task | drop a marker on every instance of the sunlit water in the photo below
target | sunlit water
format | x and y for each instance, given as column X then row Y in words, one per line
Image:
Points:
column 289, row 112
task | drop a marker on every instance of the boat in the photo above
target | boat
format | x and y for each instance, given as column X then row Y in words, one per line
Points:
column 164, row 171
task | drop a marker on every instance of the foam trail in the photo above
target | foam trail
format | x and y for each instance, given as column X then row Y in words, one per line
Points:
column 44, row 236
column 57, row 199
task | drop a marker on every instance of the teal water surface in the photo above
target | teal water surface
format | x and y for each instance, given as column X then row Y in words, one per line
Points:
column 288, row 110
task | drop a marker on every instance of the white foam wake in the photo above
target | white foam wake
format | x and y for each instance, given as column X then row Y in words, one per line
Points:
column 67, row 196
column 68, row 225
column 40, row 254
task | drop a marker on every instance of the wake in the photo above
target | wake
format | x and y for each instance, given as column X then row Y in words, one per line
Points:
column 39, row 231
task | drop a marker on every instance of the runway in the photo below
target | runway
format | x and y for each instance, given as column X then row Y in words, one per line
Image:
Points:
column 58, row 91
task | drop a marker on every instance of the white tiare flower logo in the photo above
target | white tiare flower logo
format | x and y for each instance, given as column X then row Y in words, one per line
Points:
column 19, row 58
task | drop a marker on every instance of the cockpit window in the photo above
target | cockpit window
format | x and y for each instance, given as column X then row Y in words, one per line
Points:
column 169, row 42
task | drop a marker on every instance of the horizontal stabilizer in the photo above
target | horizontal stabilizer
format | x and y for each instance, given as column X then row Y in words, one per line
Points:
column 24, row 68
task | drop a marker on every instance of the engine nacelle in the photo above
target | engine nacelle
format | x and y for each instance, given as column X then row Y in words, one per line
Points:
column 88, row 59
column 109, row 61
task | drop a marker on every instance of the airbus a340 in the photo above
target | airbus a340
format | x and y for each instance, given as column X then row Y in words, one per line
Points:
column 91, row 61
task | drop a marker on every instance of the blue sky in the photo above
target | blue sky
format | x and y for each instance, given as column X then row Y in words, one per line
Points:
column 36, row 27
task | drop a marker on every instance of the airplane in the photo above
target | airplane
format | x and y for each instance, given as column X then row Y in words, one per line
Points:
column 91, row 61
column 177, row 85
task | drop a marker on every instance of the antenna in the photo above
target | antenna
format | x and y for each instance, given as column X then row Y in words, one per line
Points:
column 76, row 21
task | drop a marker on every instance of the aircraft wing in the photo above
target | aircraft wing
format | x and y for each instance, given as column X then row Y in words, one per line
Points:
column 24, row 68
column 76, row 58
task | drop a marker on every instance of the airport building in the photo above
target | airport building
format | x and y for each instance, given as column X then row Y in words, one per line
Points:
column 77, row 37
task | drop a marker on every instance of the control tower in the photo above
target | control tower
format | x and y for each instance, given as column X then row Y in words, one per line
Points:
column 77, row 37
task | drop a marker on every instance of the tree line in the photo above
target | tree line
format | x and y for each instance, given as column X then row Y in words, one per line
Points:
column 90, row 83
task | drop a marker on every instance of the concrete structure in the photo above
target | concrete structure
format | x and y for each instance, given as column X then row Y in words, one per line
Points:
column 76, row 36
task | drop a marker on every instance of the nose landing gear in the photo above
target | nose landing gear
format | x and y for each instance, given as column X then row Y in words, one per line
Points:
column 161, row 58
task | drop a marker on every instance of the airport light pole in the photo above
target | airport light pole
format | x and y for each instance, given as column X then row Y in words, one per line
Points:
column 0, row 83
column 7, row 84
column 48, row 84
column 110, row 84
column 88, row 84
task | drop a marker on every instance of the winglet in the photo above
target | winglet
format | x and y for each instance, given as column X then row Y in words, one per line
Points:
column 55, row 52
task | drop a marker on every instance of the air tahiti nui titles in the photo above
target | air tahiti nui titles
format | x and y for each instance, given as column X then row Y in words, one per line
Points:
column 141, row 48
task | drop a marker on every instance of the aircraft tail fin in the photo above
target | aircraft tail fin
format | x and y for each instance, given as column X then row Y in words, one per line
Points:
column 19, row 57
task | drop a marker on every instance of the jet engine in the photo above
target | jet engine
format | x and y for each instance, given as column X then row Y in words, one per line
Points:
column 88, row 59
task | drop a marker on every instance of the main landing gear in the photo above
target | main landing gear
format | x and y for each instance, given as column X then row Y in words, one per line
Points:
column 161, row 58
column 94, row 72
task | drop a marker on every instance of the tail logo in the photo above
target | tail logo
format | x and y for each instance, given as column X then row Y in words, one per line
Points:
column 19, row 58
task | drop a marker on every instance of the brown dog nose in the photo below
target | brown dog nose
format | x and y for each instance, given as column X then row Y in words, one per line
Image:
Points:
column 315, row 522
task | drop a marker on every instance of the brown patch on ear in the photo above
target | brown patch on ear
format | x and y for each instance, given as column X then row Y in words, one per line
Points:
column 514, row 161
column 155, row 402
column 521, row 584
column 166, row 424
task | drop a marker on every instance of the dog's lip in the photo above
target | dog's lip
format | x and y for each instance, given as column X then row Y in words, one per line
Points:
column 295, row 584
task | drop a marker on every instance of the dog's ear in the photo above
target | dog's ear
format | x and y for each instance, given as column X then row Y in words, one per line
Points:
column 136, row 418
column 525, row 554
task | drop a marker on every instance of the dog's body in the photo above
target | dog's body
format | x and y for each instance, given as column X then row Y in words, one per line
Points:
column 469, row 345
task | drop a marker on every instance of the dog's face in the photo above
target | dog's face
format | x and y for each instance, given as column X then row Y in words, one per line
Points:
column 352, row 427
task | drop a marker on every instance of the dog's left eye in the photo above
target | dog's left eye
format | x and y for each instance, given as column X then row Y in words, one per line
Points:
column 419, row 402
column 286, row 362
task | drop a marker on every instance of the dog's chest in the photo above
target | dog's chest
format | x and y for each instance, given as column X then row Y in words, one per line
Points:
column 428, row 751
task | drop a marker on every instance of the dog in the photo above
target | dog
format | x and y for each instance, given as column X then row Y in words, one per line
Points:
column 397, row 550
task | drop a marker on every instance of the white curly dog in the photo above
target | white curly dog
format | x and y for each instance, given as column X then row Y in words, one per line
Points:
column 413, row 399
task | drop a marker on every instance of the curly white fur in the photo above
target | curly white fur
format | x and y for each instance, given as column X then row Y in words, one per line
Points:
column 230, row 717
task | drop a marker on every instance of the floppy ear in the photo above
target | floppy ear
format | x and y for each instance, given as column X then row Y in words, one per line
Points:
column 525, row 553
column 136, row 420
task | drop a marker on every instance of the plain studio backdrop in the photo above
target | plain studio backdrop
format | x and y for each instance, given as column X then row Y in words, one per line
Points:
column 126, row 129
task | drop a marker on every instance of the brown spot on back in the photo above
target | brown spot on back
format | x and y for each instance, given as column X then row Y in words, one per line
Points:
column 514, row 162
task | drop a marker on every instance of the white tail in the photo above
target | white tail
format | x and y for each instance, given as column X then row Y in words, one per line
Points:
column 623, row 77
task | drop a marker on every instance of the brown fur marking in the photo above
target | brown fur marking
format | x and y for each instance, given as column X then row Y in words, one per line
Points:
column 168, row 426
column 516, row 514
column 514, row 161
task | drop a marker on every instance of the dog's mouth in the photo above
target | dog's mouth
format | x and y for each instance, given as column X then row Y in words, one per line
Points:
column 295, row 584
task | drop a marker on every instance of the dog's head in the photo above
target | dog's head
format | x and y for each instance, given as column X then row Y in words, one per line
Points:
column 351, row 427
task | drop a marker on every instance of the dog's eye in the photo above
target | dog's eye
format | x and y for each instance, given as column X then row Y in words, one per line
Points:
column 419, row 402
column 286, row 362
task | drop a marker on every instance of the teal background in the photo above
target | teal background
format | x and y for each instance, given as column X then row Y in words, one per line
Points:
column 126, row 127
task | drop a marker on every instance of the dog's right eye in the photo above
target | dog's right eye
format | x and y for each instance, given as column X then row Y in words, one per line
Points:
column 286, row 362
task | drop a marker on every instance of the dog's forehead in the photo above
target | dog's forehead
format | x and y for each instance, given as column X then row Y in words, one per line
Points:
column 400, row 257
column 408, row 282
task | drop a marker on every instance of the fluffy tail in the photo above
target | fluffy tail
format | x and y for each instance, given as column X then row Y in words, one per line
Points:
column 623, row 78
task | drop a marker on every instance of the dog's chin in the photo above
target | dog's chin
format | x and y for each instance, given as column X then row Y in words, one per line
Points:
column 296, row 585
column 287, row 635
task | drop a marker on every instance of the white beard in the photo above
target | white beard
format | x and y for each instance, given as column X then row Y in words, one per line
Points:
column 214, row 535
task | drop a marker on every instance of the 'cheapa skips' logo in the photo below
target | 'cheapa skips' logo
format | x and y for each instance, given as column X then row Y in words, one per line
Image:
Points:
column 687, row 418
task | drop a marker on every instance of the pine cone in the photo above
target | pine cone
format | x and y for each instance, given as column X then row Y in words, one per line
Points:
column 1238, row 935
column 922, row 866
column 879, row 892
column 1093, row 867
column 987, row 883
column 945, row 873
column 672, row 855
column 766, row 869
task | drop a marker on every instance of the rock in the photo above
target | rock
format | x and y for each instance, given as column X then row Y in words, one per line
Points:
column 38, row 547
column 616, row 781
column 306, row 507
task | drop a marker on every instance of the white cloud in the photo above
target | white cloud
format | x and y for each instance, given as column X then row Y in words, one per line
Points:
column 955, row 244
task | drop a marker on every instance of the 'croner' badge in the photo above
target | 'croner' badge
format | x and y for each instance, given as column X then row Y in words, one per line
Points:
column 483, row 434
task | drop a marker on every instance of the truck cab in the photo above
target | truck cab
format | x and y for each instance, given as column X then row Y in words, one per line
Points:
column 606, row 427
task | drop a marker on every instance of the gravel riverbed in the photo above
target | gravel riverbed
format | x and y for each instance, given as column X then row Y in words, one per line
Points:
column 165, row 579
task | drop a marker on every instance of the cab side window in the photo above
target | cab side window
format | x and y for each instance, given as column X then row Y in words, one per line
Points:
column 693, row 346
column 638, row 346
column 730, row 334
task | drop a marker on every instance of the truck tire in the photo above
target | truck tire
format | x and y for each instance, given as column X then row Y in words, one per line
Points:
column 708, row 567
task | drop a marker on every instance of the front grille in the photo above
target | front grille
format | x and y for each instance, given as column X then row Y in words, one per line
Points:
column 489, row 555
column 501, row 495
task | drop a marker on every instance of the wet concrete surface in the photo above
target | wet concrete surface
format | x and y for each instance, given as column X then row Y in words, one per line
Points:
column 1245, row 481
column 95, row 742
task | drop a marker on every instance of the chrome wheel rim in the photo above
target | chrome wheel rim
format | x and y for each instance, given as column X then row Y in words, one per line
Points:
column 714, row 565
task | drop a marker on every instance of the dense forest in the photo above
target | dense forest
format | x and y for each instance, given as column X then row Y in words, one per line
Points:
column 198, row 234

******

▶ **WHAT YOU SHOULD DO**: Copy out word for word the rows from the line containing "task | drop a marker on every instance of the 'croner'" through the line containing "column 606, row 427", including both of those lines.

▶ **TASK RESPONSE**:
task | drop a marker on every instance of the 'croner' badge in the photo above
target | 'croner' badge
format | x and y for each instance, given as column X then row Y in words, one per line
Points:
column 483, row 434
task | drop a marker on every instance of the truck cab in the photo above
target | truck cab
format | x and y for each instance, given as column X then row Y in words, one per line
Points:
column 606, row 427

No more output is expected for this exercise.